### Exercise aim
Reproduce each of the following lines verbatim, with no changes.

**** Input for this task ****

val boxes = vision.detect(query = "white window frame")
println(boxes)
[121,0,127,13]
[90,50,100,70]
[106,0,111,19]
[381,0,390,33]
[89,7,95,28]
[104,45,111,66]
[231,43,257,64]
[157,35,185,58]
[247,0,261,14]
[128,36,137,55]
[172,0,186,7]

****

### Expected answer
val boxes = vision.detect(query = "white window frame")
println(boxes)
[121,0,127,13]
[90,50,100,70]
[106,0,111,19]
[381,0,390,33]
[89,7,95,28]
[104,45,111,66]
[231,43,257,64]
[157,35,185,58]
[247,0,261,14]
[128,36,137,55]
[172,0,186,7]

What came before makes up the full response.